** BEGIN TEXT PASSAGE **

One grammar fix inline below, otherwise this is OK.

Thanks,
James

> * config/aarch64/aarch64-cost-tables.h (thunderx_extra_costs):
> Increment Arith_shift and Arith_shift_reg by 1.
> * config/aarch64/aarch64-tuning-flags.def (cheap_shift_extend): New tuning flag.
> * config/aarch64/aarch64.c (thunderx_tunings): Enable
> AARCH64_EXTRA_TUNE_CHEAP_SHIFT_EXTEND.
> (aarch64_strip_extend): Add new argument and test for it.
> (aarch64_cheap_mult_shift_p): New function.
> (aarch64_rtx_mult_cost): Call aarch64_cheap_mult_shift_p and don't add
> a cost if it is true.
> Update calls to aarch64_strip_extend.
> (aarch64_rtx_costs): Update calls to aarch64_strip_extend.
> 
> +
> +/* Return true iff X is an cheap shift without a sign extend. */

s/an cheap/a cheap/

> +
> +static bool
> +aarch64_cheap_mult_shift_p (rtx x)
> +{
> +  rtx op0, op1;
> +
> +  op0 = XEXP (x, 0);
> +  op1 = XEXP (x, 1);
> +
> +  if (!(aarch64_tune_params.extra_tuning_flags
> +                      & AARCH64_EXTRA_TUNE_CHEAP_SHIFT_EXTEND))
> +    return false;
> +
> +  if (GET_CODE (op0) == SIGN_EXTEND)
> +    return false;
> +
> +  if (GET_CODE (x) == ASHIFT && CONST_INT_P (op1)
> +      && UINTVAL (op1) <= 4)
> +    return true;
> +
> +  if (GET_CODE (x) != MULT || !CONST_INT_P (op1))
> +    return false;
> +
> +  HOST_WIDE_INT l2 = exact_log2 (INTVAL (op1));
> +
> +  if (l2 > 0 && l2 <= 4)
> +    return true;
> +
> +  return false;
> +}
> +
>  /* Helper function for rtx cost calculation.  Calculate the cost of
>     a MULT or ASHIFT, which may be part of a compound PLUS/MINUS rtx.
>     Return the calculated cost of the expression, recursing manually in to
> @@ -6164,7 +6200,11 @@ aarch64_rtx_mult_cost (rtx x, enum rtx_c
>  	    {
>  	      if (compound_p)
>  	        {
> -	          if (REG_P (op1))
> +		  /* If the shift is considered cheap,
> +		     then don't add any cost. */
> +		  if (aarch64_cheap_mult_shift_p (x))
> +		    ;
> +	          else if (REG_P (op1))
>  		    /* ARITH + shift-by-register.  */
>  		    cost += extra_cost->alu.arith_shift_reg;
>  		  else if (is_extend)

** END TEXT PASSAGE **
** BEGIN DATASET SECTION **

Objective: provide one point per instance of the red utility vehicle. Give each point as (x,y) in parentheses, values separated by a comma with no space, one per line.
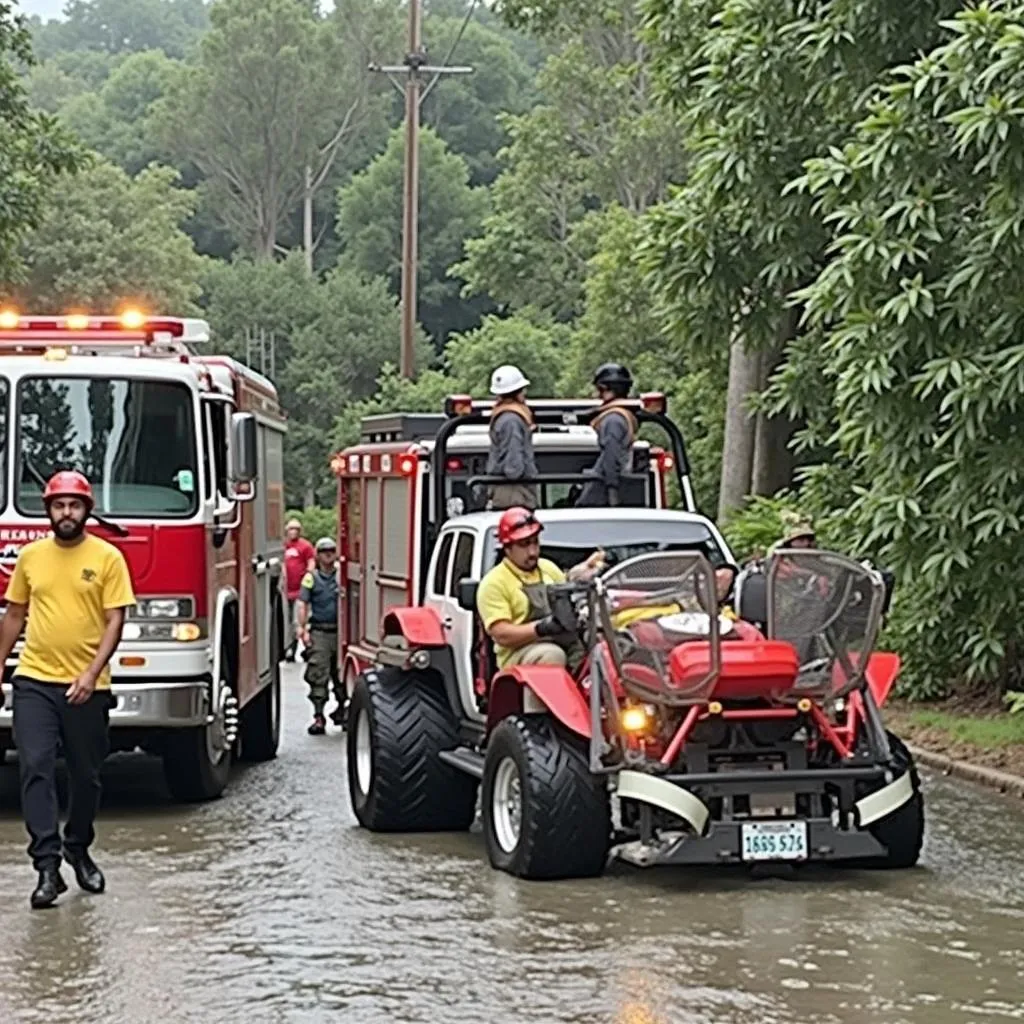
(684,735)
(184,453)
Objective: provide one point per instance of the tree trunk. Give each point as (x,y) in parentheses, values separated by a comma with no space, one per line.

** END DATASET SECTION **

» THE TASK:
Reproduce the code review from "One grammar fix" to "Arith_shift_reg by 1.". The data has no role in this exercise.

» ANSWER IN FULL:
One grammar fix inline below, otherwise this is OK.

Thanks,
James

> * config/aarch64/aarch64-cost-tables.h (thunderx_extra_costs):
> Increment Arith_shift and Arith_shift_reg by 1.